▶ Text passage

* * *

The following post is published by the Co-Founder and CEO of Zinnov, a leading Globalization and Market Expansion Advisory firm.
Digital is the new default, making it imperative that enterprises undergo digital transformation to stay relevant. Before embarking on a digital journey, companies must ask these questions: Where do I start? Is my business ready for digital transformation? How do I know which digital scenario to prioritize? How can I distinguish the signal from the noise of options?
Assessing business and digital priorities
An enterprise taking the first steps toward digital transformation should start by identifying the business problems that affect its top and bottom line, and by determining how overcoming these would have a net-positive business impact.
Enterprises can analyze the array of digital trends across four parameters. First, they should assess how advancements in technology, such as machine learning and artificial intelligence, have disrupted existing business models. The second parameter involves gauging which part of the company’s value chain would be impacted the most. The third requires an understanding of the competition—both incumbent and recent, including the disruptors focused on that specific technology. The final parameter is the business impact the technology would have, which can be measured in terms of revenue enhancement (or top-line impact) and operational efficiency (or bottom-line impact).

* * *

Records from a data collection
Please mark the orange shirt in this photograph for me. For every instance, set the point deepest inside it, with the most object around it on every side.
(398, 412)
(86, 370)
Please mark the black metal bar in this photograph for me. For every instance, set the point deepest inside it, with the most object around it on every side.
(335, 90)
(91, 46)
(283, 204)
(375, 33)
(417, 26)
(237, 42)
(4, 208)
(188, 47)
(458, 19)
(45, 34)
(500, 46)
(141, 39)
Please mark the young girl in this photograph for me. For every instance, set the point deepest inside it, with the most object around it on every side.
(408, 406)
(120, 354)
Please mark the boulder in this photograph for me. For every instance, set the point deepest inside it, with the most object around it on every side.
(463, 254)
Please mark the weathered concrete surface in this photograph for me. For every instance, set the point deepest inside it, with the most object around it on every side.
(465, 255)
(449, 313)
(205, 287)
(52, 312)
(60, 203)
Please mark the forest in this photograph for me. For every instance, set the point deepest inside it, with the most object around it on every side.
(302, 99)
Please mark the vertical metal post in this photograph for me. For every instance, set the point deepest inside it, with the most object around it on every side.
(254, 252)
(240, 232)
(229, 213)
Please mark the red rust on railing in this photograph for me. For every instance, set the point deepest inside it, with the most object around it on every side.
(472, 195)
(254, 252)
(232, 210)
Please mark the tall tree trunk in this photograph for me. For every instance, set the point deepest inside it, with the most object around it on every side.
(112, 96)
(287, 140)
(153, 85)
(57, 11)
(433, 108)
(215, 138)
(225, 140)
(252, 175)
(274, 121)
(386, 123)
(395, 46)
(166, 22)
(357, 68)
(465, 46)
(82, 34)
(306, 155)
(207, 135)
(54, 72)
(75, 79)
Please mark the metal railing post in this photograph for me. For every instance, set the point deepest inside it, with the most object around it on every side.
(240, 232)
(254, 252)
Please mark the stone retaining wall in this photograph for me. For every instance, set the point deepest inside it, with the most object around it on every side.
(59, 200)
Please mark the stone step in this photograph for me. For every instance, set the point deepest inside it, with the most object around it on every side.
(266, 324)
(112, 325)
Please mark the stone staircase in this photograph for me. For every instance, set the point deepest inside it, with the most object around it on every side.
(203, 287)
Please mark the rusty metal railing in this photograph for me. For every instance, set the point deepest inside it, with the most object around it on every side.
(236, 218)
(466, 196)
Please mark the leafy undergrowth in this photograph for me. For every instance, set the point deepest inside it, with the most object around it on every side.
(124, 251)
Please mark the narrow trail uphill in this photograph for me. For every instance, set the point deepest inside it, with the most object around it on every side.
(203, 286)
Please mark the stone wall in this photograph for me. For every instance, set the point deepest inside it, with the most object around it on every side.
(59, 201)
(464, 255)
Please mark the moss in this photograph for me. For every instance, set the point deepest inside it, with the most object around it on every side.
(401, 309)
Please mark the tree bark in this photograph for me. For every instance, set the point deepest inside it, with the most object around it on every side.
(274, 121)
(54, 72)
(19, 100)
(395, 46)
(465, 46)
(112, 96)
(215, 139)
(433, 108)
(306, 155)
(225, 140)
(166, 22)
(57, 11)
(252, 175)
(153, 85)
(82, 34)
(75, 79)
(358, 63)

* * *

▶ Tasks for this exercise
a: Answer these questions about the digital transformation post:
(i) What kind of firm is Zinnov said to be?
(ii) Across how many parameters can enterprises analyze digital trends?
(iii) In what two terms can the business impact of a technology be measured?
b: Rewrite the part of the digital transformation post starting at "The following post" and ending at "net-positive business impact.", swapping "digital transformation" for "digital modernization".
c: Write the next part of the digital transformation post, carrying on from its last sentence.

▶ Response list
a:
(i) A leading Globalization and Market Expansion Advisory firm.
(ii) Four.
(iii) Revenue enhancement (top-line impact) and operational efficiency (bottom-line impact).

b:
The following post is published by the Co-Founder and CEO of Zinnov, a leading Globalization and Market Expansion Advisory firm.
Digital is the new default, making it imperative that enterprises undergo digital modernization to stay relevant. Before embarking on a digital journey, companies must ask these questions: Where do I start? Is my business ready for digital modernization? How do I know which digital scenario to prioritize? How can I distinguish the signal from the noise of options?
Assessing business and digital priorities
An enterprise taking the first steps toward digital modernization should start by identifying the business problems that affect its top and bottom line, and by determining how overcoming these would have a net-positive business impact.

c:
This structured approach is relevant for enterprises across all industry verticals. We put it to the test by analyzing and prioritizing real-world digital scenarios.
Modern businesses companies are looking to drive business impact across key customer targeting and engaging efforts, such as acquiring new customers, pushing customized offers and recommendations, and enhancing customer service. We examined four trends to separate the promising technology—the signal—from the din of options that have yet to prove viable.
“Personalization” has been an industry buzzword for years. Advanced technology such as beacons (which allow mobile apps to deliver content to users based on their location) and chatbots (programs that simulate conversation with customers online) have completely disrupted traditional customer targeting and engagement.
A prominent French retailer implemented beacons that welcomed shoppers, displayed coupons and suggested products based on purchase history. This led to a 400% increase in user engagement within seven months. Similarly, a major global airline enabled its passengers to get answers to simple queries using chatbots for an unprecedented quality of engagement.
In addition to enhancing customer experience and the sales and marketing aspects of the value chain, these personalization tactics also improve workforce efficiency. We have already seen an influx of 100 startups in the personalization space that have secured more than $100 million in funding. This suggests that personalization is a signal worth listening to.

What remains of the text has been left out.